### [What is expected]
Take the line that contains "Expected: one point per instance of the concrete foundation" as the first and the last line of the material as the final one; set down exactly the lines in that span.

### [Data section]
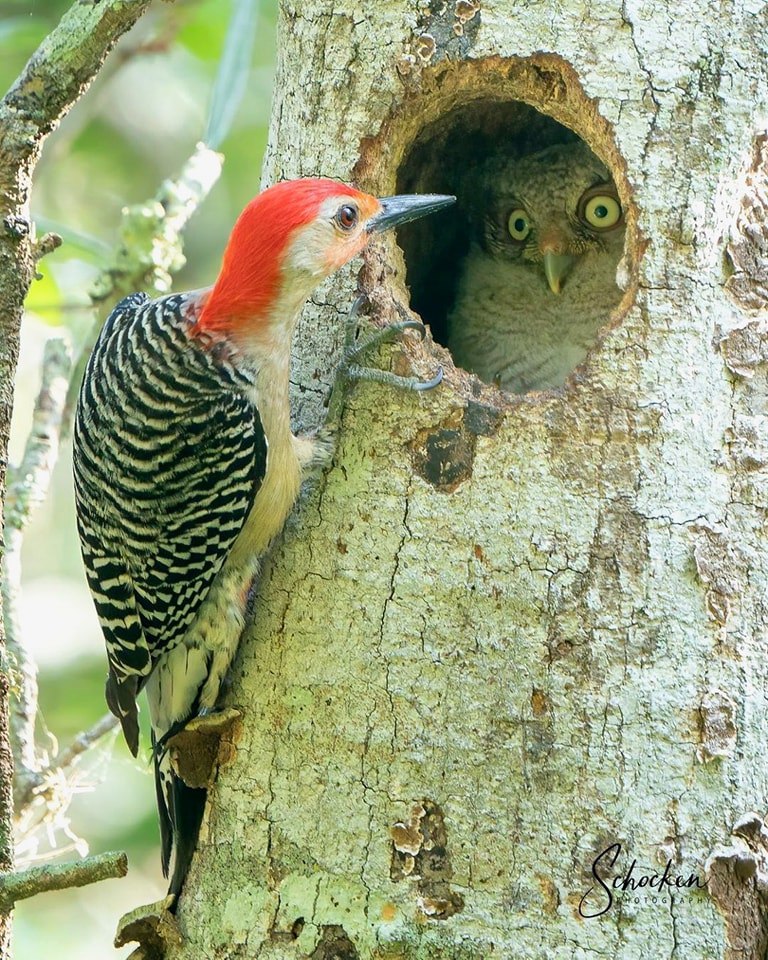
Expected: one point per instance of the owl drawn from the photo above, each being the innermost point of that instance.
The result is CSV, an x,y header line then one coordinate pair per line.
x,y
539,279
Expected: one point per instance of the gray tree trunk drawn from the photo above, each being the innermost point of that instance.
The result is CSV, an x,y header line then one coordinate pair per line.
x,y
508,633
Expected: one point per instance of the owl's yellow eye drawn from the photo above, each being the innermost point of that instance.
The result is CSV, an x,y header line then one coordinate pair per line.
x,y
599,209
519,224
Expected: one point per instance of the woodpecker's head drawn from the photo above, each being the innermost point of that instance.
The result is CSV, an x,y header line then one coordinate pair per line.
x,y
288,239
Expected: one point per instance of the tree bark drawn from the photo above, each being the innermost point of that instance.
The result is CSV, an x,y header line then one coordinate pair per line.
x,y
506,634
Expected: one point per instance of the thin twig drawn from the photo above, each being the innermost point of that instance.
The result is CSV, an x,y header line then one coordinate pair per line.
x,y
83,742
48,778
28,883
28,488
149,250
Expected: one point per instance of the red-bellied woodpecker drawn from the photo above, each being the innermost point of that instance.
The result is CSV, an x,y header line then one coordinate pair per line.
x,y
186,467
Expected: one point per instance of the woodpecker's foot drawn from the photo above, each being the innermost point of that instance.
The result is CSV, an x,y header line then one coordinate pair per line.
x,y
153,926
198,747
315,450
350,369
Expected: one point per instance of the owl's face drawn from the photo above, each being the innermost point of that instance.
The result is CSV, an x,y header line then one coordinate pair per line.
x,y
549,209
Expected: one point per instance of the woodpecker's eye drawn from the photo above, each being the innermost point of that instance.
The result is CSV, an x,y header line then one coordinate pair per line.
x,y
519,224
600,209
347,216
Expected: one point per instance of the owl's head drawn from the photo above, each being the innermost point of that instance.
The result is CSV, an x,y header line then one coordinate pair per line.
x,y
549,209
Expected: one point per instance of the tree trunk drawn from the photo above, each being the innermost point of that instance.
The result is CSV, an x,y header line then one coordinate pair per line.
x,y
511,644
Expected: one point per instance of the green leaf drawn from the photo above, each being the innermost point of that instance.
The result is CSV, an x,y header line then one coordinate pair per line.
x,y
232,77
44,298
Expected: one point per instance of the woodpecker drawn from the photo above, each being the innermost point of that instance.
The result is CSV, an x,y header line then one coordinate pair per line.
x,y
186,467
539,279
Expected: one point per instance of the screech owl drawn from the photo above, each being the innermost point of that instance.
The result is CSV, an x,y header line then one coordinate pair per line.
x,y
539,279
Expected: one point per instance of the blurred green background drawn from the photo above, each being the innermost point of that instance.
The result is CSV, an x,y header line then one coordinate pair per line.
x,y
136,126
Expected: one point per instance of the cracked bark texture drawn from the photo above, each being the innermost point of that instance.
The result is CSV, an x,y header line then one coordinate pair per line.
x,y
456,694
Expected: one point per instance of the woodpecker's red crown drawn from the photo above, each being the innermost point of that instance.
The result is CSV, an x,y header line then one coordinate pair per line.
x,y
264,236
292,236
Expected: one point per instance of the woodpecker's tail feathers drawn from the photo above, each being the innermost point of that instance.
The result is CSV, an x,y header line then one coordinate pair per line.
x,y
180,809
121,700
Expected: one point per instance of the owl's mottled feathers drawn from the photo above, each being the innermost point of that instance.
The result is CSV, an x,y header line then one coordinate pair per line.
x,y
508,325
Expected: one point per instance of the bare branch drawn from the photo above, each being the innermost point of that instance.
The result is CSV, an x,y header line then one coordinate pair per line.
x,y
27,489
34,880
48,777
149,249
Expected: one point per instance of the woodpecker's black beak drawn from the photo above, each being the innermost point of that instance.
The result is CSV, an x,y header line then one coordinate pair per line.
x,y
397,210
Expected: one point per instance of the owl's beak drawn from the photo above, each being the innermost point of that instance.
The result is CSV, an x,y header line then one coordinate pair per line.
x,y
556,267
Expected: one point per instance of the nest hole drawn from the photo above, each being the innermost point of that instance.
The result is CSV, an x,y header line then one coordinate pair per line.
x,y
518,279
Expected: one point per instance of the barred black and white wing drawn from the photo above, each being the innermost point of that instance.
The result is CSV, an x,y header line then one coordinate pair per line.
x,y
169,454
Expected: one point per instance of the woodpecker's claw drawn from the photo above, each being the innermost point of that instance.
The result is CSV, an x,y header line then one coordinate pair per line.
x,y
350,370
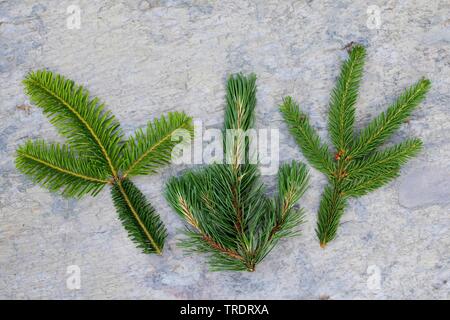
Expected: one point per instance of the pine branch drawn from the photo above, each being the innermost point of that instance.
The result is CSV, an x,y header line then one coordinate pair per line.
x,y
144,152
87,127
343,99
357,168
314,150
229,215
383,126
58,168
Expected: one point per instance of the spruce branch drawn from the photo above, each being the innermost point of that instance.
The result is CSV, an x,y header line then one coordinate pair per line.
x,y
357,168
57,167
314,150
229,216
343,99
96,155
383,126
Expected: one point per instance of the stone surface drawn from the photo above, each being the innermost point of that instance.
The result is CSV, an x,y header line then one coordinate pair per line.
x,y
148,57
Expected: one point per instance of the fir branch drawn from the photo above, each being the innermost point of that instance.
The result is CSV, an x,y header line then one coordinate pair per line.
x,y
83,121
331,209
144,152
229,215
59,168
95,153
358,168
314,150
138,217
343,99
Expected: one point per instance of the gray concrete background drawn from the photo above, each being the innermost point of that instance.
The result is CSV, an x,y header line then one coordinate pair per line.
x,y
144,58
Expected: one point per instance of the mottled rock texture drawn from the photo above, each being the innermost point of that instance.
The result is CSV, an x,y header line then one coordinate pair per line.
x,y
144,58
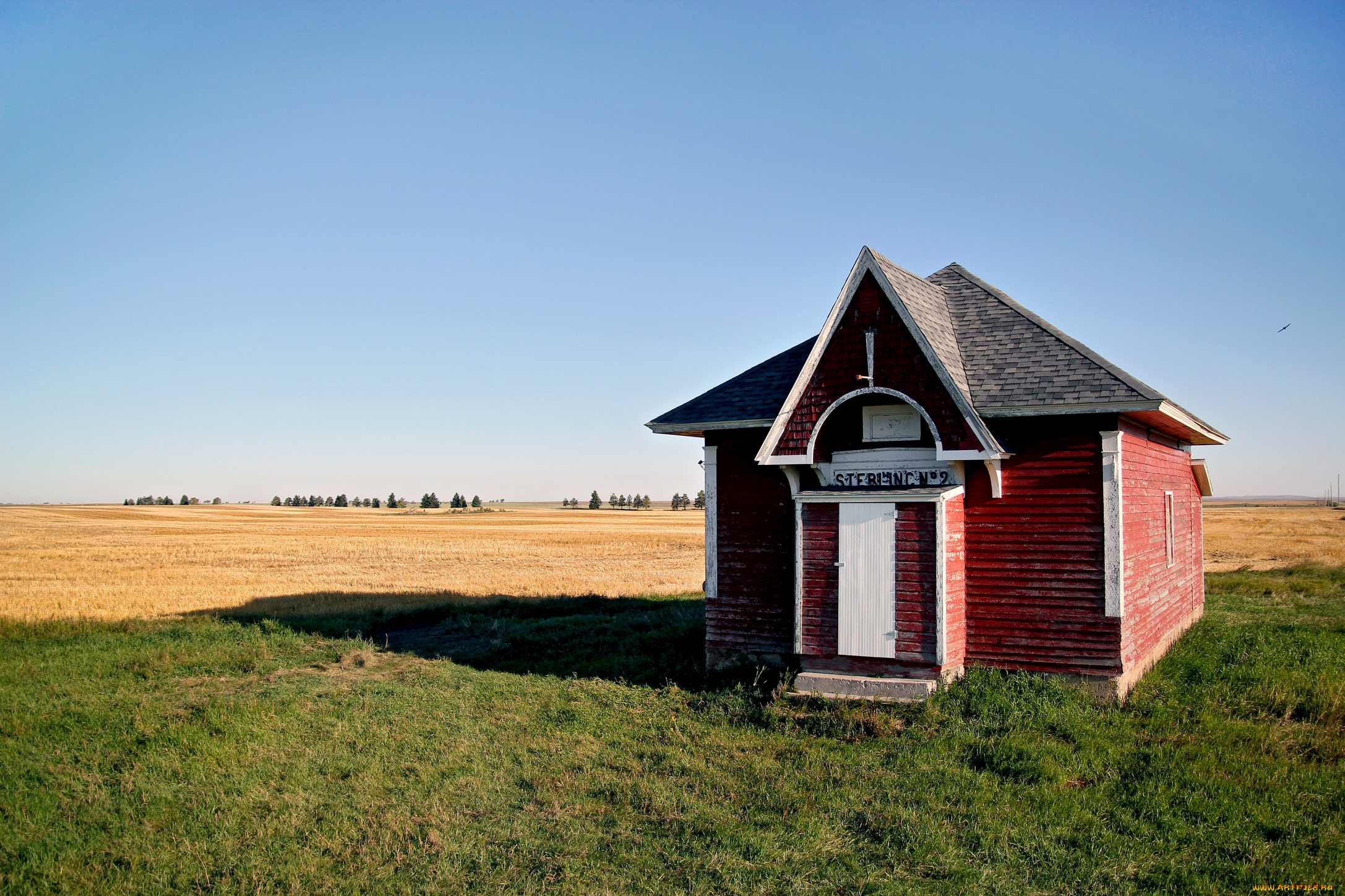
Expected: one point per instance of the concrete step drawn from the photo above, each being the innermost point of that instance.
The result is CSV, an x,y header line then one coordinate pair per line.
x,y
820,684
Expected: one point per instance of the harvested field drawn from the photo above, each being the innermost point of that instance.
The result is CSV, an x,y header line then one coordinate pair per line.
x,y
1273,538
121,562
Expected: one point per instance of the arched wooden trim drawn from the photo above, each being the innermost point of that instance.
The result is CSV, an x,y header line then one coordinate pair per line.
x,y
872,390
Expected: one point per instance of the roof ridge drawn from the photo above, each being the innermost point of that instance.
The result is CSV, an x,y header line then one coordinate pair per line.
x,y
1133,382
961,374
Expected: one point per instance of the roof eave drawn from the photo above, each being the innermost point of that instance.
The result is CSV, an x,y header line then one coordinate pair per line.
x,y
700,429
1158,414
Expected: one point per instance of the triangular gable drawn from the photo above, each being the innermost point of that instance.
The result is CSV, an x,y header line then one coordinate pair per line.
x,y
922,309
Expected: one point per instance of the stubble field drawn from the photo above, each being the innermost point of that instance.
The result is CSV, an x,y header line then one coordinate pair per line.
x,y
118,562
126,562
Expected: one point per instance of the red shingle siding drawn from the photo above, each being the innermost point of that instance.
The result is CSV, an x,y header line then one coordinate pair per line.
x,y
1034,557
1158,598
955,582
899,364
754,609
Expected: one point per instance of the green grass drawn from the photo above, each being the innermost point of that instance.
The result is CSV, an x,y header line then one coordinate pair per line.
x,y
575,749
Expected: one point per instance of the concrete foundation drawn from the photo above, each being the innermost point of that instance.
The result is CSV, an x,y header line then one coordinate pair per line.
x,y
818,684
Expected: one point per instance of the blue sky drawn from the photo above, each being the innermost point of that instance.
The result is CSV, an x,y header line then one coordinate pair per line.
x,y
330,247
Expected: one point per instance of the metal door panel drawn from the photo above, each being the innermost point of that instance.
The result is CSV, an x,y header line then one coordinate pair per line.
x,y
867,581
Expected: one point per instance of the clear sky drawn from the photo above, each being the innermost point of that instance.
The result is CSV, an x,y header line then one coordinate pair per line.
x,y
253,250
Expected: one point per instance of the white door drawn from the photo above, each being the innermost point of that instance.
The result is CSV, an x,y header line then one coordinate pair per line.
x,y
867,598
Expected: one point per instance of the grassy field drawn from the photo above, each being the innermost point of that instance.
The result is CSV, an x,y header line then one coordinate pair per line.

### [Reply]
Expected: one point per instance of the concrete foundation drawn from the photo above, each being the innermost point of that instance.
The result is CSV, an x,y header line then one coordinate pair per line.
x,y
818,684
Expected: one point per instance of the blue sky drawn from the photo above, each being the innermost point of that instance.
The result is CSV, an x,y header line then one coordinate pair per line.
x,y
330,247
Expected: one point per instance of the metal door panel drawn from the photo above, each being the innermost point of that instance.
The result is CSV, an x,y header line then one coordinate pair per line.
x,y
867,581
Expected: one point per instance of the clear sky drawn from the photo above, each being the innermost point of that instance.
The result is CSV, an x,y header line then one coordinate pair per line.
x,y
253,250
Expected: one point per instance of the white door drawn from the photo above, each being the innermost point of that instance.
The result is CSV, an x,y header line then one coordinate pair per line.
x,y
867,598
Expected: one point per instance of the grassy field drawn from the photo above, each being the innermost point of that instance.
The result is CSV, an x,y header line then one coordinate pair per line.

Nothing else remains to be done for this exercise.